Problem description
Could you set down each of the entries below word for word, with no changes to any line?
>> begin Data to process
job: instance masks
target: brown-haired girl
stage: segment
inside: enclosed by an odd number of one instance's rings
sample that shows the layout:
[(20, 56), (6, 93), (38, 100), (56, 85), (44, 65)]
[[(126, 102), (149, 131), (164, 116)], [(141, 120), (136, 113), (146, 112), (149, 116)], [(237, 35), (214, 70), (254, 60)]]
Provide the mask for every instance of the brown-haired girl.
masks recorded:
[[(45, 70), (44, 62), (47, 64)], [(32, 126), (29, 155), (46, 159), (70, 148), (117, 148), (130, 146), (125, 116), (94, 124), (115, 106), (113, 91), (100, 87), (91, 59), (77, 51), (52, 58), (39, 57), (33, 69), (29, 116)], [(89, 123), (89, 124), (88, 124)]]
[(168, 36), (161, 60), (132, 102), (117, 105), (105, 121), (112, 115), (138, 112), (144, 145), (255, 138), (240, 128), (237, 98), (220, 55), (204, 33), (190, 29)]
>> end Data to process
Final result
job: instance masks
target: brown-haired girl
stage: segment
inside: enclosed by an odd number of one instance's rings
sample that shows the layout:
[(20, 56), (6, 93), (38, 100), (56, 85), (44, 65)]
[[(126, 102), (149, 131), (164, 116)], [(141, 120), (136, 113), (146, 112), (149, 116)], [(237, 35), (214, 70), (254, 60)]]
Provide the mask for every instance of the brown-haired girl.
masks recorded:
[[(45, 70), (44, 62), (47, 64)], [(32, 126), (29, 155), (46, 159), (70, 148), (117, 148), (130, 146), (125, 116), (94, 124), (115, 106), (113, 91), (100, 87), (91, 59), (77, 51), (52, 58), (39, 57), (33, 69), (29, 116)], [(89, 123), (89, 124), (88, 124)]]
[(168, 36), (161, 60), (132, 102), (117, 105), (105, 121), (112, 115), (138, 112), (144, 145), (255, 138), (240, 128), (237, 98), (220, 55), (204, 33), (190, 29)]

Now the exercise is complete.